**Document section**
Article I: Name, Term and Principal Office
Section 1: Name
The name of this organization shall be Intermountain Region Porsche Club of America, Inc. (Hereinafter, Intermountain Region Porsche Club of America, Inc. shall be referred to as the Region.)
Section 2: Term
The term of duration of this corporation shall be perpetual.
Section 3: Principal Office
The principal office of the Region shall be located at such place designated by the Executive Council.
Article II: General Objectives
The general objectives of the Region, to which its members are joined together and mutually pledged, shall be the furtherance and promotion of those objectives of the Porsche Club of America, Inc. (hereinafter referred to as the National Club), as defined in its Bylaws and amended from time to time.
Article III: Powers, Corporate Seal and Badges
Section 1: Powers
The Region shall be empowered to do all things and conduct all business, not for a profit, necessary to carry out the general objectives of the Region as set forth in the Articles of Incorporation issued under the State of Utah and in these Bylaws. In the event of conflict, the Bylaws of the National Club shall take precedence and supersede the Bylaws of the Region.
Section 2: Badges
The official badges of the Region shall include the official badge of the National Club, as well asa regional insignia. The regional badge shall be circular in form, being inscribed with the name of the Region. It shall be of a design symbolic of the State of Utah and of the Porsche marque.
Article IV: Membership and Dues
Section 1: Membership
Membership in the Region shall be open to any person who is a member in good standing of the National Club and who elects the Intermountain Region as his/her Region of record.

**Instructions for the task**
Continue the Porsche club bylaws from the point where they end. The items come from a separate source.

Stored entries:
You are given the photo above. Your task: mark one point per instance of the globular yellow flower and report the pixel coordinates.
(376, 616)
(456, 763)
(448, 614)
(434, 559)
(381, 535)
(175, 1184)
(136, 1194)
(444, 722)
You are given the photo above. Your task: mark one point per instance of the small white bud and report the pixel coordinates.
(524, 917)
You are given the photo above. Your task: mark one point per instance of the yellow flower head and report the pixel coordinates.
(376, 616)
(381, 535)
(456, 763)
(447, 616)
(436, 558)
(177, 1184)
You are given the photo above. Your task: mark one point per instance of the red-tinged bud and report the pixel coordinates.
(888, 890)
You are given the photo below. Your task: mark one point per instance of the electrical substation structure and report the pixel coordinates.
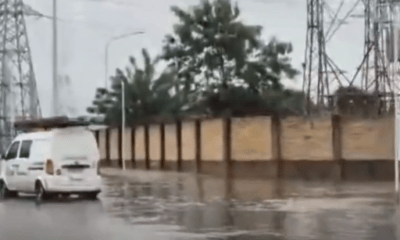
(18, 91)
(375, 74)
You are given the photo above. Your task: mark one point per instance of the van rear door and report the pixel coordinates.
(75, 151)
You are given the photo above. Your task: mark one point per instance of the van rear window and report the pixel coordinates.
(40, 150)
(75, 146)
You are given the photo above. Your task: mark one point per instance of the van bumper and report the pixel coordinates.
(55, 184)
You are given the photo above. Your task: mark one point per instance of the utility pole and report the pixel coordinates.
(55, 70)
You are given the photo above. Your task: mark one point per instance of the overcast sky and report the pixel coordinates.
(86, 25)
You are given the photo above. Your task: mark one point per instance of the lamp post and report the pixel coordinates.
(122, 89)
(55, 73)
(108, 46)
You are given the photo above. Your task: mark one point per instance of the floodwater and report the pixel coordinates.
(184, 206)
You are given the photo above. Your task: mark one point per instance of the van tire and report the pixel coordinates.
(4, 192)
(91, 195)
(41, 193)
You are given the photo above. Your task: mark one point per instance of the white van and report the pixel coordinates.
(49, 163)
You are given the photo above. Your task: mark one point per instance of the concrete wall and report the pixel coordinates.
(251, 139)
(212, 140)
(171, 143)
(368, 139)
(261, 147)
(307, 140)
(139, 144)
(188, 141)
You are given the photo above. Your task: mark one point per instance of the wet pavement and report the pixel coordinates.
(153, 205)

**Answer to the exercise**
Section 2: Classes of Membership
Classes of membership in the Region shall be as defined in the Bylaws of the National Club.
Section 3: Membership Application
Applications for membership shall be made through the National Club.
Section 4: Dues
National dues shall be determined and collected as set forth by the National Club. The Region shall not collect additional dues.
Section 5: Privileges
Members in good standing shall be entitled to all the privileges of the Region, except that those classes of members ineligible to participate in a National vote or hold elective National office shall likewise be entitled neither to participate in a Regional vote nor hold elective Regional office. Furthermore, those classes of members not entitled to receive National mailings shall likewise not be entitled to receive Regional mailings. Ballots will be delivered by mail (or, if electronic means shall have been approved in accordance with these Bylaws, then by mail, electronic means or any combination thereof), to active members only, with spaces for the votes of eligible related members. Only those member classes eligible to be nominated for elective National office shall be eligible to be nominated for elective Regional office. A member may cast only one vote in any election or referendum.
Section 6: Suspension
Any member may be suspended by a two-thirds vote of the Executive Council for infractions of National or Regional rules or regulations or for actions inimical to the general objectives or best interests of the National Club or the Region. The suspended member shall be afforded reasonable opportunity to be heard as set forth in the Bylaws of the National Club
Article V: Officers and Board of Directors
Section 1: Officers
The officers of the Region shall be a President, Vice President of Activities, Vice President of Communications, Secretary and Treasurer. Their terms of office shall be one year, and shall end on December 31. Except for the Secretary and Treasurer, no officer shall serve in the same office more than two consecutive terms.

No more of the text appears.